* Page text *
'''

Candidates for office in the May 21 primary filed nominating petitions last week, and now hope for good ballot position in a random drawing.

Some candidates will also have to beat back challenges to their petitions.

Mayor Jim Kenney filed 24,260 petitions. He’ll face former City Controller Alan Butkovitz and state Sen. Anthony Williams in the Democratic primary.

South Philadelphia lawyer Billy Ciancaglini is the only Republican candidate for mayor. The endorsed candidate, ward leader and party activist Daphne Goggins, was unable to collect enough petitions. Some Republicans tried to recruit retired Aramark executive Martin Welch as a late entry, but he declined.

In the race for City Council at-large seats, the Democratic and Republican parties nominate five candidates apiece. Independents and third-party candidates are also able to run in the general election. The top seven finishers in the fall are elected.

There are 34 Democrats running, along with seven Republicans.

Councilman Bobby Henon (D-6th dist.) and Republican challenger Pete Smith, former president of the Tacony Civic Association, are unopposed.

'''

* Stored data *

'''

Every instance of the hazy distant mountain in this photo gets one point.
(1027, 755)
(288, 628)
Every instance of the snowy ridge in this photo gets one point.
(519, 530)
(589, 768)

'''

* Required tasks *
a: Pull the passage from the article on the May 21 primary that begins at the words "Candidates for office" and stops after "the Democratic primary.".
b: Carry on the article about the May 21 primary from its last sentence.

* Outputs *
a:
Candidates for office in the May 21 primary filed nominating petitions last week, and now hope for good ballot position in a random drawing.

Some candidates will also have to beat back challenges to their petitions.

Mayor Jim Kenney filed 24,260 petitions. He’ll face former City Controller Alan Butkovitz and state Sen. Anthony Williams in the Democratic primary.

b:
Councilwoman Maria Quinones Sanchez (D-7th dist.) will face state Rep. Angel Cruz in the primary. There is no Republican candidate.

Councilwoman Cherelle Parker (D-9th dist.) will face Archye Leacock and Bobby Curry in the primary. There is no Republican candidate.

Councilman Brian O’Neill (R-10th dist.) is unopposed in the primary and awaits the winner of the Democratic primary between Judy Moore and Taras Smerechanskyy.

In the race for three seats on the city election commission, incumbent Al Schmidt is the only Republican candidate. Thirteen Democrats, including chairwoman Lisa Deeley, of East Torresdale, are in the race. The top two Democrats will advance to the general election.

Register of Wills Ron Donatucci has two Democratic primary challengers, Tracey Gordon and Jacque Whaumbush. No Republican is running.

Sheriff Jewell Williams has three Democratic primary challengers: Rochelle Bilal, Malika Rahman and Larry King Sr. No Republican filed.

Philadelphians will elect six judges to Common Pleas Court and one to Municipal Court.

Forty-one Democrats and one Republican filed for Common Pleas Court. The only candidate to cross-file in both primaries was Beth Grossman, the 2017 Republican candidate for district attorney.

Thirteen Democrats and no Republicans filed for Municipal Court.

Multiple people filed for both courts, and most will stay only in the race in which they have better ballot position.

Statewide, voters will elect two candidates to Superior Court.

The four Democratic candidates are Beth Tarasi, Amanda Green-Hawkins, Ryan James and Dan McCaffery, a Common Pleas Court judge from East Torresdale.

The three Republican candidates are Christylee Peck, Megan McCarthy King and Rebecca Warren. Peck and King have the GOP endorsement.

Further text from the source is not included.